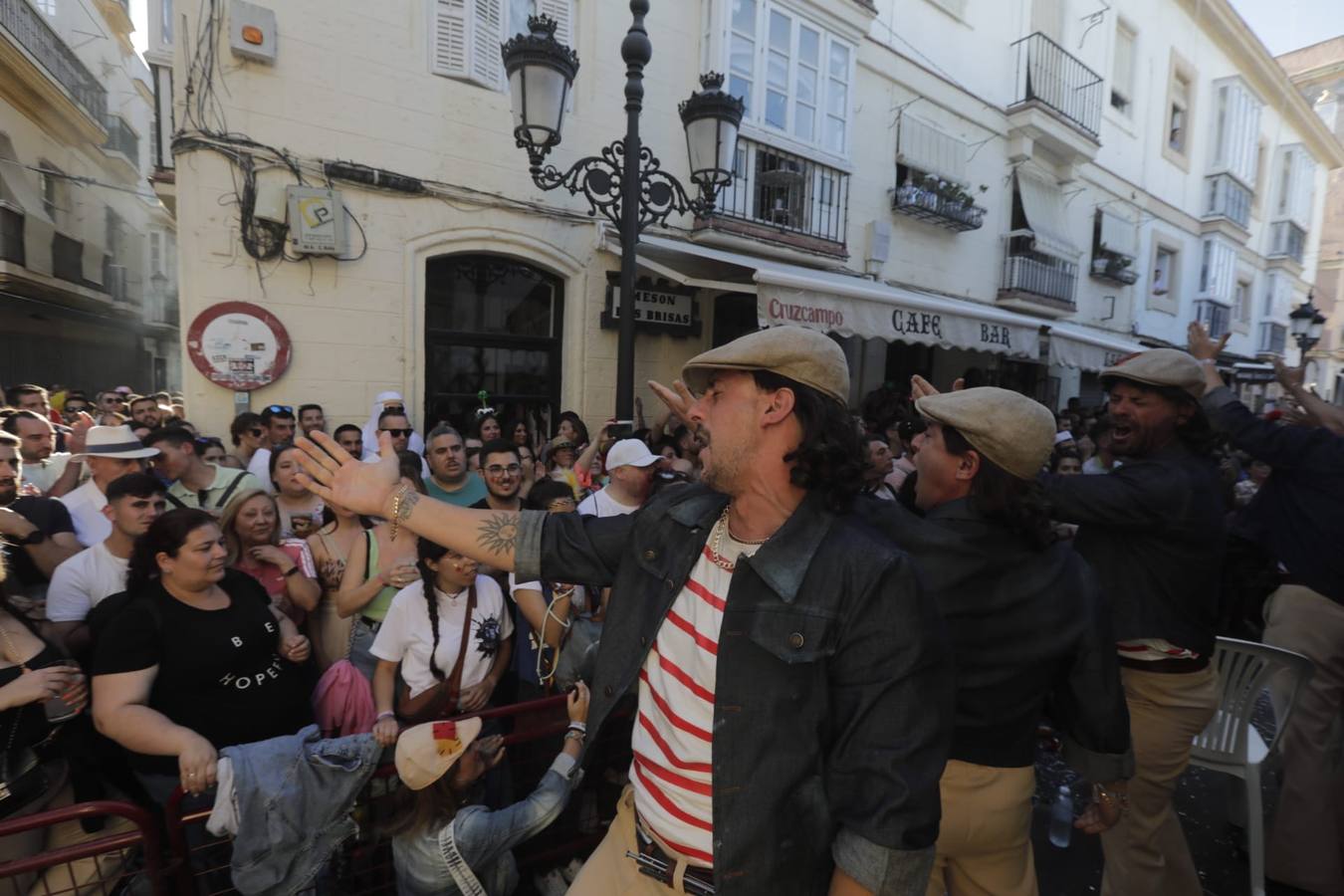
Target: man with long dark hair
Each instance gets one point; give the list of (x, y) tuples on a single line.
[(1153, 533), (794, 692), (1028, 633)]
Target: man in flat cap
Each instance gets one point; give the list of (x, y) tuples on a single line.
[(1028, 631), (1153, 533), (794, 691)]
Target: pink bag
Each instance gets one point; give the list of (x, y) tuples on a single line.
[(342, 702)]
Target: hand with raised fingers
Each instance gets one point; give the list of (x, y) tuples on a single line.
[(678, 398), (1201, 345), (334, 476)]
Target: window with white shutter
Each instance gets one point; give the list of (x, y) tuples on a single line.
[(448, 38), (487, 34), (467, 35)]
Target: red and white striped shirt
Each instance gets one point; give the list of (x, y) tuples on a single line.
[(674, 733)]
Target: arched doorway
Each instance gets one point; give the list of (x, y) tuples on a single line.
[(492, 323)]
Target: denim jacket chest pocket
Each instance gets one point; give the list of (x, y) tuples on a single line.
[(789, 633)]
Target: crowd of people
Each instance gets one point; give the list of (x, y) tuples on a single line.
[(841, 631)]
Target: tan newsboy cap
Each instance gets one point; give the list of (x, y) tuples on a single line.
[(1160, 367), (1009, 429), (802, 354)]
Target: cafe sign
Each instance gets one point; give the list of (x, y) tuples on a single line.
[(921, 322), (659, 307)]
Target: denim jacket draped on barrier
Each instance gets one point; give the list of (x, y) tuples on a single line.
[(833, 702), (471, 854), (295, 795)]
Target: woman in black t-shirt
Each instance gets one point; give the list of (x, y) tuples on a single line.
[(198, 660)]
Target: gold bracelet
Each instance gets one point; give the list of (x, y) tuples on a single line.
[(396, 510)]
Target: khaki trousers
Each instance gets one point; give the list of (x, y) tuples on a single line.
[(610, 872), (984, 841), (1306, 838), (1147, 853)]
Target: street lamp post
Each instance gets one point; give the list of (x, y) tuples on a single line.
[(626, 183), (1306, 324)]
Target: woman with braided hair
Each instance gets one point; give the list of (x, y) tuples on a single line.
[(450, 634)]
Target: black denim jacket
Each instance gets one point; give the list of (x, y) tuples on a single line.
[(833, 699)]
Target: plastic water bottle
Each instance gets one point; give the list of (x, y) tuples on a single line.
[(1062, 818)]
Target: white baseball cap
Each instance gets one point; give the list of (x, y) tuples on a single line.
[(630, 453)]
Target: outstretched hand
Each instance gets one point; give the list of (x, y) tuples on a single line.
[(1201, 345), (336, 477), (678, 398)]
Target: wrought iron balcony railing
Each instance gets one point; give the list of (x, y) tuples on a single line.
[(1286, 241), (1216, 316), (1041, 276), (30, 31), (1051, 76), (1273, 338), (786, 192), (1228, 198)]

* WRITTEN INSTRUCTION: Reproduce all of the records above with "tuples" replaced by "pairs" wherever it occurs, keeping everything else the same and leaving out the pictures.

* EXERCISE RESPONSE:
Target: man with long dark hair
Each instance gets one point; give the list of (x, y) pairs on a single line.
[(1153, 533), (794, 692), (1028, 633)]
Target: man in flat cap
Each instance gets one point; give the list of (x, y) pairs on a single line.
[(1028, 631), (1153, 533), (794, 691)]
Target: pink bag
Each instance gets one point; give the list of (x, y) pairs on a single line.
[(342, 702)]
Target: hand with raised fingers
Each instance gets one point; give the list of (x, y) pairs on a single line.
[(678, 398), (1201, 345), (334, 476)]
Target: window with white shutter
Each instance gets one point; give the list of (x, y) pairs on a single line.
[(448, 38), (487, 34), (467, 35)]
Target: red and white striped shirt
Each instance gets one point; give the list of (x, y) pairs on a single line.
[(674, 733)]
Target: arched doorway
Each instance gets one point; give the list of (x, y) pairs on a single line.
[(492, 323)]
Target: denim jacket chest pocket
Each instance gets one point; give the list of (x, y) pairs on a single line.
[(789, 633)]
Target: crowd of people
Each instance gets one point; give the list of (x, y) pairs on a single line.
[(841, 631)]
Target: tan newsboy cap
Each instance gets one point; give the list of (x, y) pairs on a single line.
[(1160, 367), (1009, 429), (802, 354)]
Target: cafe sign
Each instance gets one point; give the list of (x, y) pairs on a single line.
[(921, 322), (659, 307)]
Target: denim jacket draped on barrier
Each instance gets one point; give the list of (x, y) pairs on a single line.
[(833, 702), (471, 854), (295, 795)]
Target: woman in black t-shirt
Each instance gets one point; give the list of (x, y) pairs on a single line.
[(198, 660)]
Target: gold bracelet
Each instance gets one point; give the list of (x, y) pairs on a single line.
[(396, 510)]
Target: khaki trousers
Each instance gets one point; give the list of (x, y) pairs on a single line.
[(610, 872), (984, 841), (1306, 838), (1147, 853)]
Target: street lamp post
Each instance gets one point; give the list of (x, y) pairs on a single line.
[(626, 183), (1306, 324)]
Target: woman with braided hair
Each instance gets one point; give the list of (x, y) pairs on a single line.
[(450, 634)]
Target: black denim jacket
Each instance gets one point; give the list of (x, y) pairs on a single line.
[(833, 699)]
Target: plastic water bottle
Each instance gets one point; give the list of (x, y) pairs on a single line.
[(1062, 818)]
Target: white baseball cap
Each instance gets one point; give the list of (x, y) pairs on a single line.
[(630, 453)]
Target: outstretched hand
Each instance gets one point; give the list of (x, y) pairs on a single line.
[(1201, 345), (336, 477), (678, 398)]
Target: wrought iron balcony railing
Each instance gets one point; give the list of (x, y) pairs on a single line.
[(1286, 241), (1216, 316), (1041, 276), (30, 31), (1051, 76), (1273, 338), (786, 192), (1228, 198)]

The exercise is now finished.